┌─ Testo fornito
Un nuovo studio di Oxford rivela che le persone non sposate hanno un rischio significativamente più basso di sviluppare demenza rispetto a chi è coniugato
Essere single potrebbe avere un inaspettato effetto positivo sul cervello. A sostenerlo è un recente studio condotto dall’Università di Oxford, che ha analizzato per un decennio oltre 30.000 persone, arrivando a una conclusione sorprendente: chi non è sposato sembrerebbe avere un rischio più basso di sviluppare la demenza rispetto a chi è coniugato.
Pubblicata su una rivista scientifica di rilievo, la ricerca ha subito attirato l’attenzione della comunità medico-scientifica, sollevando interrogativi importanti sul legame tra stato civile, benessere psicologico e salute cerebrale. Gli studiosi hanno preso in considerazione variabili come età, istruzione, salute fisica e predisposizione genetica, confrontando individui sposati, divorziati, vedovi e single.
I risultati? I single sono risultati meno esposti alla demenza. Una correlazione che, secondo gli esperti, non va interpretata in modo semplicistico. Non è il matrimonio in sé a essere “pericoloso”, quanto piuttosto le dinamiche relazionali che possono accompagnarlo. Stress cronico, conflitti irrisolti e tensioni emotive, spesso presenti nelle relazioni coniugali, potrebbero infatti influenzare negativamente la salute del cervello. Le relazioni difficili sono già state collegate a un aumento di patologie cardiovascolari, fattori di rischio noti per le malattie neurodegenerative.
└─
┌─ Voci fornite
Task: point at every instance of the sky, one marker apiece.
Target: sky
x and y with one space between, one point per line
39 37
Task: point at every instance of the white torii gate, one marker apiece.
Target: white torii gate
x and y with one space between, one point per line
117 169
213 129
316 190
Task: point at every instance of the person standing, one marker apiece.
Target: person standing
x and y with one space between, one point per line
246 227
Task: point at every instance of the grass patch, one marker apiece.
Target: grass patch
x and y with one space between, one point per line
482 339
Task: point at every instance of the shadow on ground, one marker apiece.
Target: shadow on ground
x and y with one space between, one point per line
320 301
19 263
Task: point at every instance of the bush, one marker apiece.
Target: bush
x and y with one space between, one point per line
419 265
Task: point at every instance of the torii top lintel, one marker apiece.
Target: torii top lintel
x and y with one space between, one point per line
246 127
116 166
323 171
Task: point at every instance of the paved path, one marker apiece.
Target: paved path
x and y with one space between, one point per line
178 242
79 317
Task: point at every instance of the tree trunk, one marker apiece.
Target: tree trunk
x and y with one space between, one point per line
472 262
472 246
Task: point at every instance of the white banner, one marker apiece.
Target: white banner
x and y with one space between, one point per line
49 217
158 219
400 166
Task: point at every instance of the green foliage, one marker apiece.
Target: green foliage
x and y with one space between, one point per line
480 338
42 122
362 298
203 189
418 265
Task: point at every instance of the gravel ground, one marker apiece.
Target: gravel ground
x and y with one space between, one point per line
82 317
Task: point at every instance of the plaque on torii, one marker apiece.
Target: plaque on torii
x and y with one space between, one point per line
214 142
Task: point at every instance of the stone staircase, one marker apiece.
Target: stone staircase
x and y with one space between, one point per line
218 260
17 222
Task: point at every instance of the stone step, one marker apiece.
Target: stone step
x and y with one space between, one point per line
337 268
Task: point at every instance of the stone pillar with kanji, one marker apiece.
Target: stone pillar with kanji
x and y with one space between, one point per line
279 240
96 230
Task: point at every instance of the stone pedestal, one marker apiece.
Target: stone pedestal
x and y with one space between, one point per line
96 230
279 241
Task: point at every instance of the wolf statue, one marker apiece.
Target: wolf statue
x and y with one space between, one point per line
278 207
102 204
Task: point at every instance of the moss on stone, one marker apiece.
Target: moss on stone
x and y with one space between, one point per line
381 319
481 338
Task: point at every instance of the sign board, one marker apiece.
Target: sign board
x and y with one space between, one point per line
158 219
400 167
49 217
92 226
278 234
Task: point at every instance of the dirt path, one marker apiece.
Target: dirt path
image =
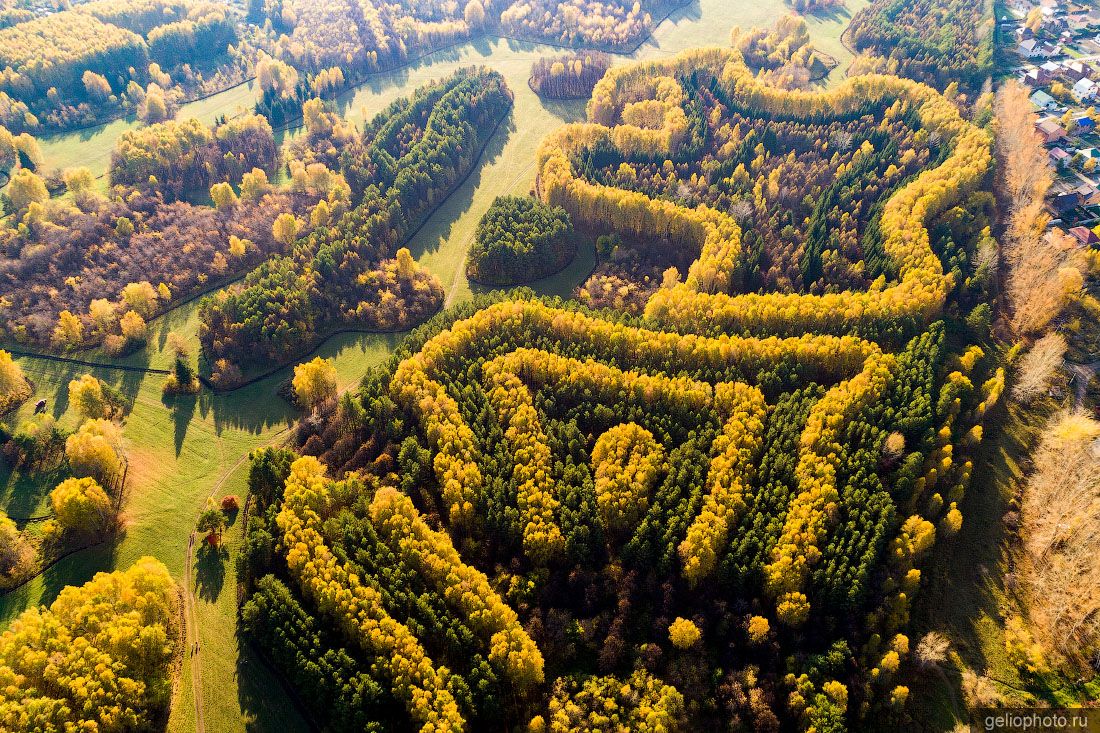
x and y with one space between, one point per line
195 647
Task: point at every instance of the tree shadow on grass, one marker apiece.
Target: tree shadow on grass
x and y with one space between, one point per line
183 407
266 702
966 587
210 571
436 230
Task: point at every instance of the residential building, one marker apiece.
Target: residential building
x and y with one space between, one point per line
1085 236
1044 101
1049 130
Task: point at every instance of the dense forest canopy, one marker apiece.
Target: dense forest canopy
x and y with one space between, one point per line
936 41
671 515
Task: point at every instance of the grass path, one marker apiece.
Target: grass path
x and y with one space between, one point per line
193 630
189 449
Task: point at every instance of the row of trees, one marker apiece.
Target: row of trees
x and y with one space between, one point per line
738 526
568 405
518 240
569 77
702 302
176 157
125 622
937 41
409 159
90 260
74 65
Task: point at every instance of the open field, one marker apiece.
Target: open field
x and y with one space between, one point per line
182 452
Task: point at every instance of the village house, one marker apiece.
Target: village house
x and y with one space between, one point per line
1063 204
1075 70
1049 130
1088 194
1084 123
1044 101
1084 90
1085 236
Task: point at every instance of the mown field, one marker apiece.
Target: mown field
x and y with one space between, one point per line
183 451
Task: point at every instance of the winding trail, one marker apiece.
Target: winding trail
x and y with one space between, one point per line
193 625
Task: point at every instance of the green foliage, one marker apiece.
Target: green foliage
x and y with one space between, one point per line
519 240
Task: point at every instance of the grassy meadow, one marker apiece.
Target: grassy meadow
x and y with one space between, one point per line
185 450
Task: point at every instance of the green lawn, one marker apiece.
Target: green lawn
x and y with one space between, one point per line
183 451
967 593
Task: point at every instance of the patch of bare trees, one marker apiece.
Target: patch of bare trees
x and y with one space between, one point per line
1060 532
1042 269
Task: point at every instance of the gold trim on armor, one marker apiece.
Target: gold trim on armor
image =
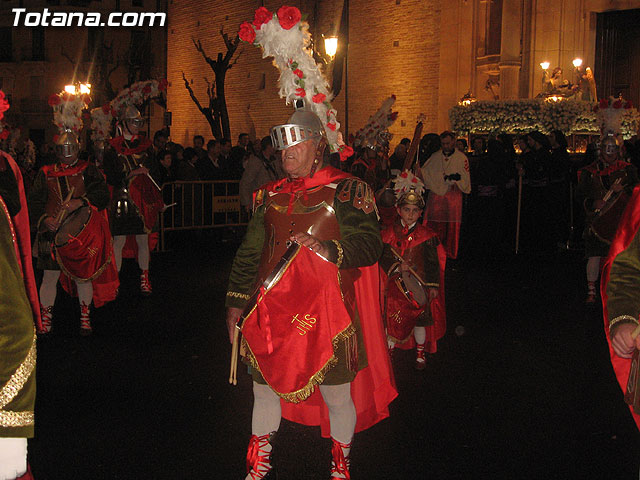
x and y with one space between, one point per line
300 209
13 387
622 318
340 253
243 296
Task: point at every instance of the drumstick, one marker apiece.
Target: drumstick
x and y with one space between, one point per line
393 250
234 357
62 212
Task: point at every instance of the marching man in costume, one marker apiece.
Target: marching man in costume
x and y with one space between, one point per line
319 325
412 269
606 186
446 175
129 168
72 236
18 310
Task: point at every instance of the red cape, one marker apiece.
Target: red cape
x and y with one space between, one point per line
21 225
627 229
374 386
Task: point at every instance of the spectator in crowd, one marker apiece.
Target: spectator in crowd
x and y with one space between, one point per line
260 170
187 170
396 161
462 145
198 144
209 167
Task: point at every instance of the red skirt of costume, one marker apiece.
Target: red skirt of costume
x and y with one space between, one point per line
374 386
443 214
106 283
627 229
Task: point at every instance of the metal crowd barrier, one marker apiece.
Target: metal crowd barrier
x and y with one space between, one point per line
200 205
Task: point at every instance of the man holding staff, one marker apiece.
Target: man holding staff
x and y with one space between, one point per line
340 212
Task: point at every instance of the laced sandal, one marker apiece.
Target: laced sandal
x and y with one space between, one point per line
46 313
145 285
85 321
259 465
340 462
421 360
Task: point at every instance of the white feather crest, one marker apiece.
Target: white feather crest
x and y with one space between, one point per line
300 75
405 182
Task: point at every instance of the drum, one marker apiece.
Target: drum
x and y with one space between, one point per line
405 300
82 244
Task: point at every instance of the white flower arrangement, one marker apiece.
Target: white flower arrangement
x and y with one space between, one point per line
101 119
285 37
136 95
522 116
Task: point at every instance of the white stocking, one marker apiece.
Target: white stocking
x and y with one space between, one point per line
118 244
85 292
13 458
420 334
49 287
593 269
342 411
266 410
143 251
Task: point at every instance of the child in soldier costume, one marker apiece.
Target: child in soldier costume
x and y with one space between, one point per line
410 249
58 191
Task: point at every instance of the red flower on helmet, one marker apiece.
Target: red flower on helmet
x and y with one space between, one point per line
262 16
247 33
54 100
288 17
318 98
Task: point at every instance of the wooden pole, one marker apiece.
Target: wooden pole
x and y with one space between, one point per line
519 212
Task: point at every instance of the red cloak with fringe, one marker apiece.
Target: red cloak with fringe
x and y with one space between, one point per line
21 225
627 229
438 306
374 386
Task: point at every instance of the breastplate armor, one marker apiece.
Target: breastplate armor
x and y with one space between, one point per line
58 188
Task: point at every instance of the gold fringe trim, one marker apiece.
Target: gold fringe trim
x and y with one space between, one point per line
243 296
92 277
316 379
14 386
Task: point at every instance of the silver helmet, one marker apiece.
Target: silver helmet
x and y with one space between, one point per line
67 146
303 125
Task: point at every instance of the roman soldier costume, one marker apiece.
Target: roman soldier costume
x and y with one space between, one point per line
605 187
408 309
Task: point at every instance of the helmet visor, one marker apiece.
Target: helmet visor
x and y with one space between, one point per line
288 135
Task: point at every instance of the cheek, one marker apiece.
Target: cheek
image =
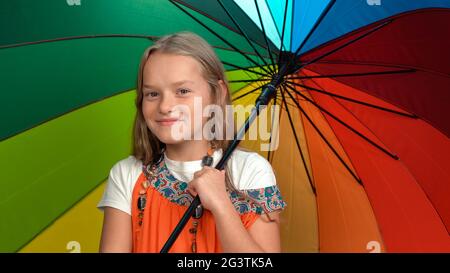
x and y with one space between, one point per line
148 109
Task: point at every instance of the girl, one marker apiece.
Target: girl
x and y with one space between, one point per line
148 192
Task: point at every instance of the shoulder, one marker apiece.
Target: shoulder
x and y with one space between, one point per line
250 170
126 171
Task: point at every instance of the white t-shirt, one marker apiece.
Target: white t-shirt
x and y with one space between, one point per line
247 170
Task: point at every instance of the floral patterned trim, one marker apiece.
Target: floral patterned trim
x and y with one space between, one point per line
261 200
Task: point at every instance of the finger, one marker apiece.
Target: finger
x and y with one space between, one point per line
192 190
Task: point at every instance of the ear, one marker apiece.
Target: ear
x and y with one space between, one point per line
223 90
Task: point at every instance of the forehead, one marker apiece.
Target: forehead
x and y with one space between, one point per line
169 68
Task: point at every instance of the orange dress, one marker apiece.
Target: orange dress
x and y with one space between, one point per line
166 201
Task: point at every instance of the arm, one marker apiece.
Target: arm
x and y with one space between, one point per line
116 233
263 235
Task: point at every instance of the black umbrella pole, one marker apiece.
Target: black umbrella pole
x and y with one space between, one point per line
263 99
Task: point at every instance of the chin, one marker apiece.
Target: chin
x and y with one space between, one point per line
167 138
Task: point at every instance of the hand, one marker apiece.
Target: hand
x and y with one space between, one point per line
209 184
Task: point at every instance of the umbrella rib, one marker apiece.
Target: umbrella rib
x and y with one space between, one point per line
217 35
181 2
343 123
324 139
313 29
390 72
252 80
353 100
243 68
316 25
242 32
282 33
297 141
271 128
264 32
354 40
247 93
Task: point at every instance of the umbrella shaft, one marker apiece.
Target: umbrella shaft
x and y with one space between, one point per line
263 99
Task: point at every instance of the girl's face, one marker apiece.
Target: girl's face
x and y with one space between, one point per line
171 81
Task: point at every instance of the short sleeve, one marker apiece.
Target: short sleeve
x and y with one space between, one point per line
119 187
249 170
255 180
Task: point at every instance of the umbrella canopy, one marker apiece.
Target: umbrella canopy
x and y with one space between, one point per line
363 150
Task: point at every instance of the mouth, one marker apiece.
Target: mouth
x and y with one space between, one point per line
167 122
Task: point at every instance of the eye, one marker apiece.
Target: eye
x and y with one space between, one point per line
183 91
151 94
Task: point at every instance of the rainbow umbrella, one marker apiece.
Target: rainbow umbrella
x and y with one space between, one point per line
363 150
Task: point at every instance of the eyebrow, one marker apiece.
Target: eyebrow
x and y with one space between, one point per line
173 84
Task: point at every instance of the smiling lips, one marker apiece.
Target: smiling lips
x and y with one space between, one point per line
167 122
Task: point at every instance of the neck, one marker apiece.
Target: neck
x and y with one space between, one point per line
187 151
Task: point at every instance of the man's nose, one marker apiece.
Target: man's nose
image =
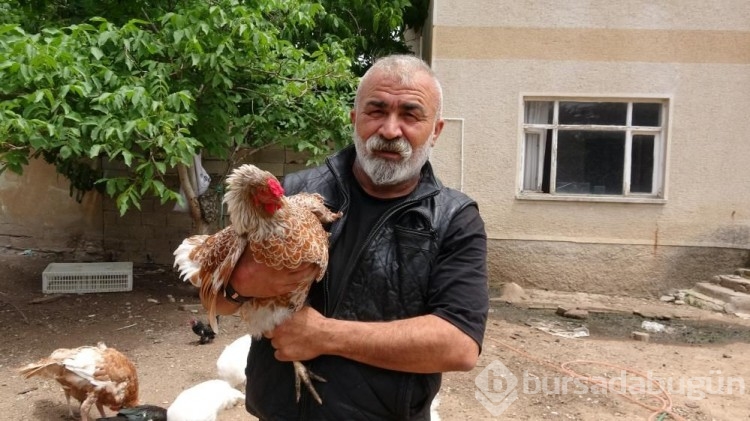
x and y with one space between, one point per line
391 128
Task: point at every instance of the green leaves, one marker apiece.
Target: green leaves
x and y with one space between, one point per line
192 76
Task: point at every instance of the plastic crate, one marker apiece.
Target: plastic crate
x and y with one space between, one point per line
87 277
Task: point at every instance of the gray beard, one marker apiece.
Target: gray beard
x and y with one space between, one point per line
384 172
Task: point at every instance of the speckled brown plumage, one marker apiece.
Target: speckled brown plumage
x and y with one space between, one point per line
282 232
93 375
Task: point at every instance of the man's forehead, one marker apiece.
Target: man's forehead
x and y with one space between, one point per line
392 92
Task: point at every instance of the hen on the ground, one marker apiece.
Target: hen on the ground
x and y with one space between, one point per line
230 365
139 413
282 232
94 375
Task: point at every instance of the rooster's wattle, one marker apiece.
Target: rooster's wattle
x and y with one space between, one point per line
└─
▶ _Consegna_
Ricopia dal testo sullo studio di Oxford il passo che va da "Un nuovo studio" a "chi è coniugato.".

▶ _Risposta scritta_
Un nuovo studio di Oxford rivela che le persone non sposate hanno un rischio significativamente più basso di sviluppare demenza rispetto a chi è coniugato
Essere single potrebbe avere un inaspettato effetto positivo sul cervello. A sostenerlo è un recente studio condotto dall’Università di Oxford, che ha analizzato per un decennio oltre 30.000 persone, arrivando a una conclusione sorprendente: chi non è sposato sembrerebbe avere un rischio più basso di sviluppare la demenza rispetto a chi è coniugato.